Exercise instructions ▸ Pictures in the records are to be excluded from an otherwise exact copy.

Record set ▸
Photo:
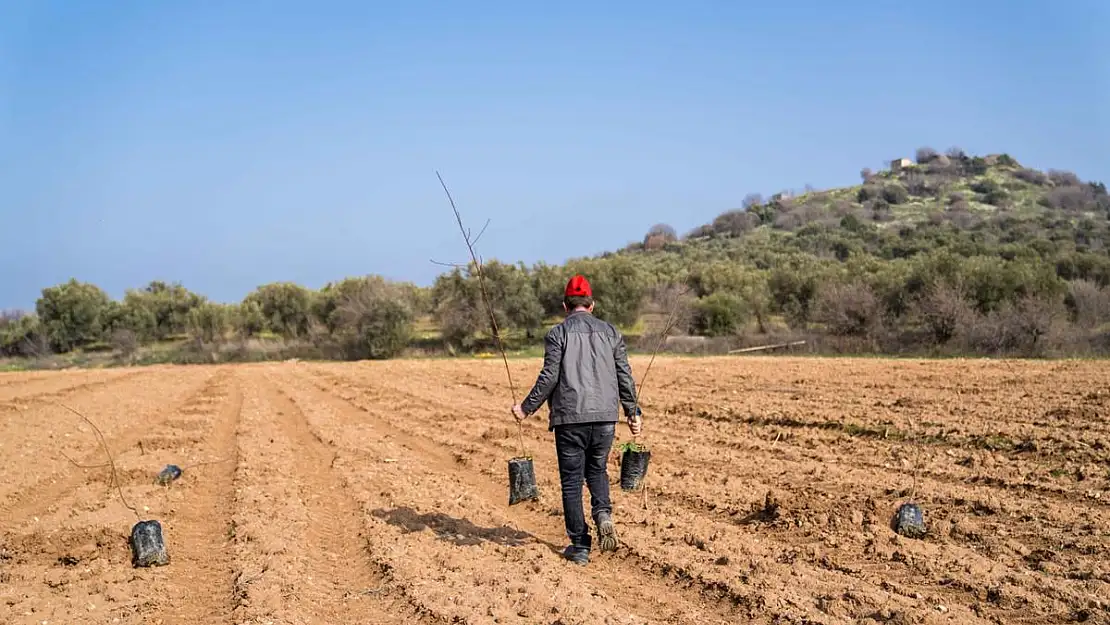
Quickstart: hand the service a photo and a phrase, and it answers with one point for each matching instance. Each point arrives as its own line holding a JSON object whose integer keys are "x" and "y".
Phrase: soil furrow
{"x": 300, "y": 541}
{"x": 56, "y": 476}
{"x": 201, "y": 590}
{"x": 699, "y": 600}
{"x": 50, "y": 389}
{"x": 866, "y": 558}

Exercise result ▸
Photo:
Quickstart: hand the service a photo and a phrase, and it answers with one point for each matching instance. Each point arrives as its own line holding a JSON object whose integer keys are "x" and "y".
Phrase: soil furrow
{"x": 300, "y": 541}
{"x": 56, "y": 476}
{"x": 201, "y": 590}
{"x": 699, "y": 600}
{"x": 50, "y": 389}
{"x": 866, "y": 558}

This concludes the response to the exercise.